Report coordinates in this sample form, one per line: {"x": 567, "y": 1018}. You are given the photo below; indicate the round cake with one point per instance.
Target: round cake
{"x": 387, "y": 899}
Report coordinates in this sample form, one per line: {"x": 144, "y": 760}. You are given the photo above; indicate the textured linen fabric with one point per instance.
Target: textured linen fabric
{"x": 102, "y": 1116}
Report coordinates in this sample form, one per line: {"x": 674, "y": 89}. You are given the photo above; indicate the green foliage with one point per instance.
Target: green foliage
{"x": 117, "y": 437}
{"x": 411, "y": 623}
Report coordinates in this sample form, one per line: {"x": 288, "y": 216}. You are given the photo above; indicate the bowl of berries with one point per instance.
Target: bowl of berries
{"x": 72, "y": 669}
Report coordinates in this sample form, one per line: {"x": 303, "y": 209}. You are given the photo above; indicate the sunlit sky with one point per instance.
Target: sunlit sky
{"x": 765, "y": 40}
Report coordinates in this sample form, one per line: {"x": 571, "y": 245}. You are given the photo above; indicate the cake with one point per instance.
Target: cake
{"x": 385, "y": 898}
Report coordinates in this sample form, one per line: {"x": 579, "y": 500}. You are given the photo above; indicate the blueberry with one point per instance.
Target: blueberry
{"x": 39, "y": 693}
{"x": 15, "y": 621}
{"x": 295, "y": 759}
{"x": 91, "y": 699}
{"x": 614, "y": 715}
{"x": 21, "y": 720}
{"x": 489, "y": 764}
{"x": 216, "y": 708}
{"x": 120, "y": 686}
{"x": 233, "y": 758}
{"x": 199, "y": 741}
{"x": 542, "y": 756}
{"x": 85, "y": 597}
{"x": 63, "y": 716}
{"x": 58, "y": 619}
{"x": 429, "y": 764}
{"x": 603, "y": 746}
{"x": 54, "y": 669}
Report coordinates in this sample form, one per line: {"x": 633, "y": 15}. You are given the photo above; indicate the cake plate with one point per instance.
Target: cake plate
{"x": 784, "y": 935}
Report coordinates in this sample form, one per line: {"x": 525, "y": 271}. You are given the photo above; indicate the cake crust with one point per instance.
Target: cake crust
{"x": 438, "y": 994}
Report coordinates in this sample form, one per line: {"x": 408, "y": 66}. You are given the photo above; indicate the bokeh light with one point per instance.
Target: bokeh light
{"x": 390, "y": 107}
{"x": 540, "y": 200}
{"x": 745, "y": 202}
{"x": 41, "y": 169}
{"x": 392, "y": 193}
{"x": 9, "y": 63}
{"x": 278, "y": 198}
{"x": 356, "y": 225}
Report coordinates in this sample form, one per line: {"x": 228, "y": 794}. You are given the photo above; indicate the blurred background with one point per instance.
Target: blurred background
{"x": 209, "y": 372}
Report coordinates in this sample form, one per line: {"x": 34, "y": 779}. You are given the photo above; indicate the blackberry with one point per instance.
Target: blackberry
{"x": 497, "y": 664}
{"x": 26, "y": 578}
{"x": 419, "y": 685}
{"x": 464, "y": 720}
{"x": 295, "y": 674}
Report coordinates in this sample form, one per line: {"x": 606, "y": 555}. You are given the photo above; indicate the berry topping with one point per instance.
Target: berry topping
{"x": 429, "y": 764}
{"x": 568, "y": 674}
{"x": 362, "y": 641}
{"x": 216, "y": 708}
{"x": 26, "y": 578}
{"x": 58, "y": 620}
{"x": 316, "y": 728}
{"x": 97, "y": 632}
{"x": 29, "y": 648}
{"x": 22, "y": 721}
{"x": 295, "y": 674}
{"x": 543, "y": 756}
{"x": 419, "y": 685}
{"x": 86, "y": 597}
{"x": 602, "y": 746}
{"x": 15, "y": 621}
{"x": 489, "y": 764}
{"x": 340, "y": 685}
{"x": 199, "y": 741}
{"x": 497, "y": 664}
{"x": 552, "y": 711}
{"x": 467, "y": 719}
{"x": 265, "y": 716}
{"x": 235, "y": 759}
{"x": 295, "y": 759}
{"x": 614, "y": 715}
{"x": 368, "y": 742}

---

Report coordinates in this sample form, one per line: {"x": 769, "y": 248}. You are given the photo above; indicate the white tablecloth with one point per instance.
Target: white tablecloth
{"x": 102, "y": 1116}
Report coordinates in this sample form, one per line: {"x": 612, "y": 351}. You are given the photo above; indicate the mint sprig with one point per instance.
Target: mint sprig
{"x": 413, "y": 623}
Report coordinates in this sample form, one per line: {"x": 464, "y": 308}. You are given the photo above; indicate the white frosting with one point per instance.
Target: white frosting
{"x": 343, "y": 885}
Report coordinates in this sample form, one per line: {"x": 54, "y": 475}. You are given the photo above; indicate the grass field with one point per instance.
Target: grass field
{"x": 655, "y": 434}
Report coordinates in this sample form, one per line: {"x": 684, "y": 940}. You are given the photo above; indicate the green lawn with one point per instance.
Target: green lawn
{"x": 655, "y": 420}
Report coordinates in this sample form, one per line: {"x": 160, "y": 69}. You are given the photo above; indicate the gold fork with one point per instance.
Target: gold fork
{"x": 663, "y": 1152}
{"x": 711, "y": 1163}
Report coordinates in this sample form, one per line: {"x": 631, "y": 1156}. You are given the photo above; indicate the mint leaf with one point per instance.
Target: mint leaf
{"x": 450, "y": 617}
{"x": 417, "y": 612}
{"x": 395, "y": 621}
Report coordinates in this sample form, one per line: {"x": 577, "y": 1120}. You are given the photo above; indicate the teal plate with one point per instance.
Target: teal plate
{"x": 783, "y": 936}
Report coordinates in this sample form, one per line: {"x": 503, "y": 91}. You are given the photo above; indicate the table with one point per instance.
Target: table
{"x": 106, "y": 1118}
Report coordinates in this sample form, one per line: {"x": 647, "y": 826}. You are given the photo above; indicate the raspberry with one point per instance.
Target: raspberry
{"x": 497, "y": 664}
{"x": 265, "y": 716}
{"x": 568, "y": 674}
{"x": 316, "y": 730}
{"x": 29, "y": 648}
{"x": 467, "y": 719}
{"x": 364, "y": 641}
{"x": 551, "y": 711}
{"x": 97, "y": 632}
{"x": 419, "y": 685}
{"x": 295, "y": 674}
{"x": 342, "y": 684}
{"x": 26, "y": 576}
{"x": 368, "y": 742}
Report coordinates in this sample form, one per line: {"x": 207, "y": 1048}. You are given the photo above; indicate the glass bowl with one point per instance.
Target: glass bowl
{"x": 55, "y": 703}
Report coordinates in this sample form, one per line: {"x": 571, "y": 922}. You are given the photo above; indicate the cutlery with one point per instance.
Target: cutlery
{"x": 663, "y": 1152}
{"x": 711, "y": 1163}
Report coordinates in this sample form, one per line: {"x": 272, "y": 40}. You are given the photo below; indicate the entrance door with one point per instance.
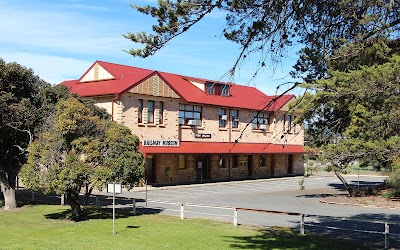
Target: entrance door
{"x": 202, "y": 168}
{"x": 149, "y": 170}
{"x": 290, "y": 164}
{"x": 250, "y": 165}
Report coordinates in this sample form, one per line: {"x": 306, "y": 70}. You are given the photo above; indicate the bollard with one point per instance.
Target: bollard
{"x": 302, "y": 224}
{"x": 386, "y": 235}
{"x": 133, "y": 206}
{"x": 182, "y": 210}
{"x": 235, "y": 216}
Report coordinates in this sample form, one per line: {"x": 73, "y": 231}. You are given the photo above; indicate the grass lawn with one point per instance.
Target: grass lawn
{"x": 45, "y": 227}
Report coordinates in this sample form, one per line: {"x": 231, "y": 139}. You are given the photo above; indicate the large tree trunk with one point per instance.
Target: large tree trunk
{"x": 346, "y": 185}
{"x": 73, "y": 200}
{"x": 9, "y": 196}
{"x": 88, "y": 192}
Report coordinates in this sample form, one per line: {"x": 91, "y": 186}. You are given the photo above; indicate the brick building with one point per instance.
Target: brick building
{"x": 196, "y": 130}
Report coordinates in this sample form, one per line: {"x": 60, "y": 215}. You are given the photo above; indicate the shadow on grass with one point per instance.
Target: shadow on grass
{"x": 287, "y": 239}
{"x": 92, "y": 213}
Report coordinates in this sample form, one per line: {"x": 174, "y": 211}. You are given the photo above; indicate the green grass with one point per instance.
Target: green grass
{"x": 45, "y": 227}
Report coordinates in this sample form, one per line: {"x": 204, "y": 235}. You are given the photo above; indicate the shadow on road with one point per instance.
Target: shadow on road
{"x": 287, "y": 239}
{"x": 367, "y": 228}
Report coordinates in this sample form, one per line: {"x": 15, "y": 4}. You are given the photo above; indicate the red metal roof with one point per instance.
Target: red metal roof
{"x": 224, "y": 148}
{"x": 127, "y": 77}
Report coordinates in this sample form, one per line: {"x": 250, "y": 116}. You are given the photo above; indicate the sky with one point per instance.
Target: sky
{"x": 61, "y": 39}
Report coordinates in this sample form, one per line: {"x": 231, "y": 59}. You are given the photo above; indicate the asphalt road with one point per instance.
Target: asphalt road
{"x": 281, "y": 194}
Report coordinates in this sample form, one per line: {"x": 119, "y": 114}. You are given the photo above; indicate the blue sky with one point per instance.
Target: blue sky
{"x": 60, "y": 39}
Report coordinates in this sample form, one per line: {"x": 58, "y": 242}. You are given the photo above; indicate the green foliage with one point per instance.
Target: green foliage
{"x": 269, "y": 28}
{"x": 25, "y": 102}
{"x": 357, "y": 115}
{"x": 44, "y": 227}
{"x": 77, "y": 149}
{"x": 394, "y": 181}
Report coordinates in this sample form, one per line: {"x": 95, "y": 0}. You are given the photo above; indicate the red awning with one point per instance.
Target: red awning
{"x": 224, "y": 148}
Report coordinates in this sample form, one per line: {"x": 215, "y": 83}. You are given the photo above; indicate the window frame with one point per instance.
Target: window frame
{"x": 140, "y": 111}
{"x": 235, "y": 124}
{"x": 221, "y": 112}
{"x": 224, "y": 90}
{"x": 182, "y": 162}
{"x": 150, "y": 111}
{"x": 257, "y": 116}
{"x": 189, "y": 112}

== ACTION ITEM ==
Within the listing, how many lines hold "below"? Write only that number.

== SOLUTION TO THIS TASK ==
2